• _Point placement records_

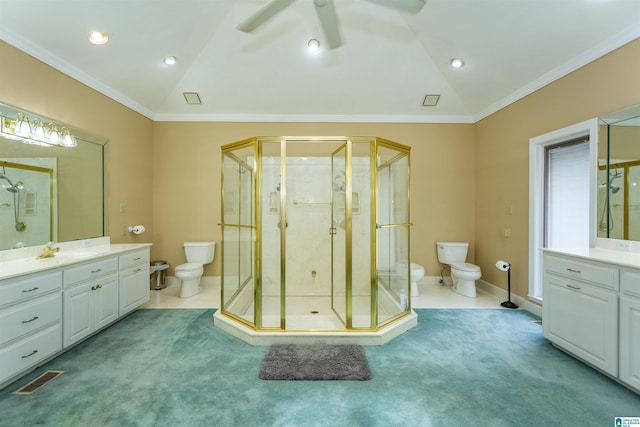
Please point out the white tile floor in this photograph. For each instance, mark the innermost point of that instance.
(431, 296)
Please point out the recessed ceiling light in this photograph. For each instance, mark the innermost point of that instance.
(98, 38)
(314, 45)
(457, 62)
(192, 98)
(431, 100)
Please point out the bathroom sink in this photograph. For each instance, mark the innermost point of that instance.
(69, 256)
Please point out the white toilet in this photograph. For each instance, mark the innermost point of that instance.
(417, 273)
(189, 274)
(463, 274)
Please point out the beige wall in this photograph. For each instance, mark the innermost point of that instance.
(186, 171)
(34, 86)
(502, 153)
(464, 177)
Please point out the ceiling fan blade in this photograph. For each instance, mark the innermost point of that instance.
(411, 6)
(329, 22)
(263, 15)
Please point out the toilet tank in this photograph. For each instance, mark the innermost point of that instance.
(450, 252)
(199, 252)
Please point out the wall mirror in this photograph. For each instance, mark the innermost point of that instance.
(619, 175)
(52, 181)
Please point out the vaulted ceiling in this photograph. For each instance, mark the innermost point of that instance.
(388, 61)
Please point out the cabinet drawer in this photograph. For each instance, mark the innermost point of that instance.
(630, 283)
(595, 274)
(27, 353)
(14, 291)
(90, 270)
(25, 318)
(133, 258)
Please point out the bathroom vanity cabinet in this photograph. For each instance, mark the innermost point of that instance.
(47, 306)
(90, 298)
(30, 321)
(592, 309)
(133, 280)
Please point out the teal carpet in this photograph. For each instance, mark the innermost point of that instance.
(458, 367)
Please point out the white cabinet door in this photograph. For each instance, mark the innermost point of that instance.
(583, 320)
(78, 313)
(134, 288)
(630, 341)
(89, 307)
(106, 302)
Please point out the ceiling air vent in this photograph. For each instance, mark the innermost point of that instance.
(431, 100)
(192, 97)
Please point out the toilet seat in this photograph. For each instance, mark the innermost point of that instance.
(465, 266)
(189, 267)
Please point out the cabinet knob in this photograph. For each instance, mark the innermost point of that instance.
(30, 354)
(30, 320)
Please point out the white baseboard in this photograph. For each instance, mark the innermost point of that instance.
(205, 281)
(491, 289)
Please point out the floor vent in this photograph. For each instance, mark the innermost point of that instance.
(38, 382)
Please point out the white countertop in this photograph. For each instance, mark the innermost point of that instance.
(624, 258)
(18, 262)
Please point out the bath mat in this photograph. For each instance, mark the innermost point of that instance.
(315, 362)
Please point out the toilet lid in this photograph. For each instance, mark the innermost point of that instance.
(465, 266)
(189, 266)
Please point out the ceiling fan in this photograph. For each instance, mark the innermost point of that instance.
(326, 14)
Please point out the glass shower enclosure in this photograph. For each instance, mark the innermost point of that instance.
(313, 229)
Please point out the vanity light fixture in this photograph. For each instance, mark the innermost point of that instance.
(314, 45)
(23, 126)
(457, 63)
(68, 140)
(98, 38)
(38, 129)
(34, 131)
(53, 136)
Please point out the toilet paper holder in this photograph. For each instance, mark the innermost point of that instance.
(136, 229)
(505, 266)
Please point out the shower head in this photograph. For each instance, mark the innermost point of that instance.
(12, 187)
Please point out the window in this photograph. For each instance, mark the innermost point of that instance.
(559, 232)
(567, 168)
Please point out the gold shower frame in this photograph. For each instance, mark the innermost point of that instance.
(257, 144)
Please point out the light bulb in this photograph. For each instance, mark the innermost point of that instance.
(98, 38)
(457, 62)
(314, 45)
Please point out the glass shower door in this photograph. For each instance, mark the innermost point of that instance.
(339, 230)
(238, 195)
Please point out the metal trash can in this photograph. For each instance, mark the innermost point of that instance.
(158, 277)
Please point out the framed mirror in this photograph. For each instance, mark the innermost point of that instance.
(49, 190)
(619, 175)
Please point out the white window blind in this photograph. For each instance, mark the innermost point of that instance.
(567, 195)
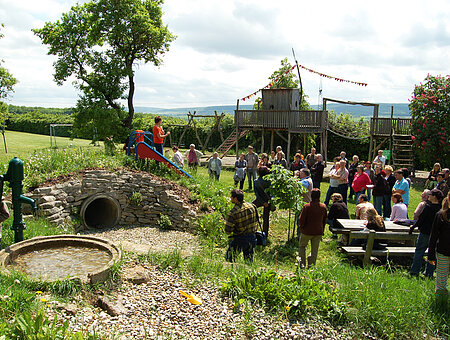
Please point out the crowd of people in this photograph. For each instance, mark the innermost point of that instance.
(380, 194)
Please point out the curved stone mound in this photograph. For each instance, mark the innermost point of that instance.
(10, 256)
(104, 199)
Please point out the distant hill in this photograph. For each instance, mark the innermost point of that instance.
(400, 110)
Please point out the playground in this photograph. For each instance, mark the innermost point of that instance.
(191, 260)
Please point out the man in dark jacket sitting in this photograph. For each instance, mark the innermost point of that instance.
(338, 209)
(241, 223)
(424, 224)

• _WHAT THE EXERCISE ASKS_
Copy every one of the records above word for word, omitting the pictures.

• _CORRECT ANSWER_
Please point out the white tile floor in this photograph. For each instance, mark the innermost point of that instance.
(431, 296)
Please point out the recessed ceiling light in this photograph. For each instance, mark the innermost point of that instance.
(98, 38)
(314, 45)
(457, 62)
(192, 98)
(431, 100)
Please point out the bathroom sink in this photograph. For each instance, mark the innermost point of that instance.
(69, 256)
Please point out the white toilet in this photograph. For each instance, mark the innermost point of that instance.
(417, 273)
(189, 274)
(463, 274)
Please point out the beige wall in this photograph. For each instance, mark the innermost point of that instance.
(186, 171)
(34, 86)
(502, 153)
(464, 177)
Please point out the ceiling fan blade in this photograph. For each instance, mark the innermost point of that instance.
(411, 6)
(329, 22)
(263, 15)
Please point out the toilet tank in this photograph. For each instance, mark the innermost point of that instance.
(450, 252)
(199, 252)
Please point out the wall mirror in this photograph. For each instance, mark the innermost point of that instance.
(619, 175)
(52, 181)
Please point out the vaulted ceiling in this photograph. For each instance, mark the innermost point of that instance.
(388, 61)
Please point out the cabinet drawer in this photograph. For each instance, mark the innermost point of that instance.
(630, 283)
(595, 274)
(27, 353)
(14, 291)
(90, 270)
(25, 318)
(133, 258)
Please point out the bathroom vanity cabinet in this photograph. For each instance, mark the innermost point of that instance.
(47, 306)
(90, 298)
(30, 321)
(592, 309)
(133, 280)
Please point out the teal carpet in this photograph. For each instance, mark the innermost point of that instance.
(458, 367)
Please point out the white cabinet door in this photograph. For each instance, mark the innermost point of that instance.
(583, 320)
(78, 313)
(134, 288)
(630, 341)
(89, 307)
(106, 302)
Please point out the ceiling air vent in this photograph. For each instance, mark the innermost point of that instance.
(431, 100)
(192, 97)
Please point out the toilet seat in this photograph. For each instance, mark the innermost point of that instance.
(465, 266)
(189, 267)
Please point out the cabinet knob in this photograph. For each instance, mark the innermost point of that instance.
(30, 354)
(30, 320)
Please point out the white baseboard in this photograph. For each instance, mark the innermost point of that instance.
(205, 281)
(491, 289)
Please point out the floor vent in this photograph. For each instance, mark the innermost point of that instance.
(38, 382)
Please point out the white countertop in this photograph. For each instance, mark the innermost point of that instance.
(624, 258)
(18, 262)
Please point out the bath mat in this photograph. For each instance, mark the innermost point of that instance.
(315, 362)
Please point out the toilet lid in this photograph. For each instance, mark the innermost point of that instance.
(465, 266)
(189, 266)
Please point out the ceiling fan in this photograph. For each instance, mark the innermost point of that instance.
(326, 14)
Please point out the glass shower enclosure in this photograph. For each instance, mark the innermost point of that instance.
(313, 229)
Please point out the vanity light fixture in this photograph. For each instance, mark the innermost point of that instance.
(314, 45)
(23, 126)
(457, 63)
(68, 140)
(98, 38)
(38, 129)
(34, 131)
(53, 136)
Please point out the toilet paper holder in this photograph. For each instance, mark the innermost point of that instance.
(136, 229)
(505, 266)
Please point out the shower head in this photograph. For each instance, mark the innermost point of that instance.
(12, 187)
Please point out the window in this photograph. For each instance, mark the innermost point of that instance.
(559, 232)
(567, 168)
Please point out the gold shower frame in this photograph. For each instance, mark the innermost point of that instance.
(257, 144)
Please point out the light bulb in this photograph. For each instance, mark the innermost point of that instance.
(98, 38)
(457, 62)
(314, 45)
Please point out the glass shower door in this photograph. For each instance, mark the innermost point of that instance.
(339, 230)
(238, 195)
Please point out the metal trash can in this photograph. For each instance, mark the innermost point of that instance.
(158, 277)
Please point out the framed mirror in this photograph. For each instance, mark the innermost point of that instance.
(49, 190)
(619, 175)
Please point out the white window blind in this photograph. For each instance, mark the innermost point of that instance.
(567, 195)
Please point out the crowd of people in this photograph. For each instance, mark the innermost point of that instance.
(380, 194)
Please point out the curved stone mound in this photograph. For each instance, mark the innermost point of that instance.
(10, 256)
(104, 199)
Please point out the distant hill in this photograph. For each instance, mark the innermost point of that instance.
(400, 110)
Please point out the playground in this photograph. For each instance, mark the innermost point of that instance.
(191, 260)
Please point out the man in dark jacket sitting in this photograph. For each instance, mark the innermost point of that instance.
(338, 209)
(241, 223)
(424, 224)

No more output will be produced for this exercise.